§ **What this task involves**
Transcribe the records that follow exactly. Skip the pictures.

Data extracted from a collection:
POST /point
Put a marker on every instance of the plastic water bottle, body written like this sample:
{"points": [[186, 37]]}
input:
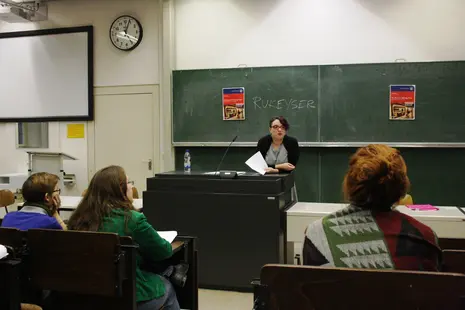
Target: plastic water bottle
{"points": [[187, 161]]}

§ **Exercise result**
POST /point
Put a marker on every instance of the plastic water bottle, body written like this sample:
{"points": [[186, 37]]}
input:
Target: plastic water bottle
{"points": [[187, 161]]}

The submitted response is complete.